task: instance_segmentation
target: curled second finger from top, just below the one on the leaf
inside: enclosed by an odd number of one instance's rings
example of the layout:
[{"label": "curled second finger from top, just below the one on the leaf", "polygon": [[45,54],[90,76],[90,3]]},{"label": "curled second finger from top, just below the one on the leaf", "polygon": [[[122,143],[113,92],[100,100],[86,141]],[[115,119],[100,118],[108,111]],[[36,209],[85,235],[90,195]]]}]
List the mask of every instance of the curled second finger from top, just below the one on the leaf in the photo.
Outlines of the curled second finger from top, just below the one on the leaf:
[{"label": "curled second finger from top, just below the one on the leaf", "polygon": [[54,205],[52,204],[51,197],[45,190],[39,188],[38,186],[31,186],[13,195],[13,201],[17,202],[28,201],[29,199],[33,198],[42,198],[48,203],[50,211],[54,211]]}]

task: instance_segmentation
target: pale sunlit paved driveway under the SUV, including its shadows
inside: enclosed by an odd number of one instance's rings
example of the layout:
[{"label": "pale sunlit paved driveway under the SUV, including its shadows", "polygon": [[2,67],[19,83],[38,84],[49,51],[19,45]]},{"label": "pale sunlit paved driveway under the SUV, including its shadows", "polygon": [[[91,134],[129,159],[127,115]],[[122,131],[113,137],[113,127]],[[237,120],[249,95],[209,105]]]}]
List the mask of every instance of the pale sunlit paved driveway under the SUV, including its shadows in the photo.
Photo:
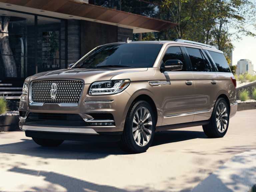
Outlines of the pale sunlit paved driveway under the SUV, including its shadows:
[{"label": "pale sunlit paved driveway under the SUV, including its shadows", "polygon": [[237,112],[224,138],[202,127],[155,135],[146,153],[116,143],[36,145],[23,132],[0,133],[0,191],[190,191],[235,154],[256,149],[256,110]]}]

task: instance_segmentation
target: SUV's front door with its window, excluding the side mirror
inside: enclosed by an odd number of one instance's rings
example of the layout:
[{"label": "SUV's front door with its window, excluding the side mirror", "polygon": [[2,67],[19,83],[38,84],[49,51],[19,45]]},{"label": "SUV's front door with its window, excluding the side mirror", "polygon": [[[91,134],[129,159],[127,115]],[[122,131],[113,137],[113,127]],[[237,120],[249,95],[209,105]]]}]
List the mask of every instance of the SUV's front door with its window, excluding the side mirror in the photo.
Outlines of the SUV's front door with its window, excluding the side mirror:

### Task
A verbatim copy of the material, pictures excluded, is what must be produced.

### Your response
task: instance_segmentation
target: curled second finger from top, just below the one on the leaf
inside: enclosed by an odd number of one instance's rings
example of the layout:
[{"label": "curled second finger from top, just below the one on the leaf", "polygon": [[45,54],[90,76],[90,3]]},{"label": "curled second finger from top, just below the one on the leaf", "polygon": [[[122,143],[113,92],[100,100],[86,141]],[[115,119],[100,118],[108,111]],[[36,209],[85,235],[90,195]]]}]
List the mask of every instance of the curled second finger from top, just below the one on the leaf in the photo.
Outlines of the curled second finger from top, just below the one on the leaf:
[{"label": "curled second finger from top, just below the one on the leaf", "polygon": [[54,205],[52,204],[51,197],[45,190],[39,188],[38,186],[31,186],[13,195],[13,201],[17,202],[28,201],[29,199],[33,198],[42,198],[48,203],[50,211],[54,211]]}]

task: instance_segmentation
target: pale sunlit paved driveway under the SUV, including its shadows
inside: enclosed by an odd number of one instance's rings
example of the layout:
[{"label": "pale sunlit paved driveway under the SUV, including its shadows", "polygon": [[2,67],[19,83],[38,84],[49,51],[19,45]]},{"label": "pale sunlit paved driveway under the SUV, including its shadows", "polygon": [[[91,134],[129,159],[127,115]],[[122,131],[113,137],[113,127]],[[237,120],[249,95],[209,105]]]}]
List the mask of every instance of the pale sunlit paved driveway under the SUV, including its shadows in the photo.
Photo:
Outlines of the pale sunlit paved driveway under the SUV, including its shadows:
[{"label": "pale sunlit paved driveway under the SUV, including its shadows", "polygon": [[237,112],[224,138],[202,127],[155,135],[146,153],[116,143],[36,145],[23,132],[0,133],[0,191],[190,191],[235,154],[256,149],[256,110]]}]

task: instance_segmentation
target: SUV's front door with its window, excluding the side mirror
inside: enclosed by an odd number of one instance's rings
example of the layout:
[{"label": "SUV's front door with its window, excluding the side mirror", "polygon": [[2,67],[19,83],[38,84],[49,51],[19,45]]},{"label": "SUV's front door with its window, excluding the side mirror", "polygon": [[[91,134],[129,159],[127,115]],[[122,131],[113,137],[113,127]],[[237,120],[249,95],[209,105]]]}]
List the mask of every instance of the SUV's front door with its window, excluding the side mirror in the photo.
Outlines of the SUV's front door with its window, excluding the side mirror:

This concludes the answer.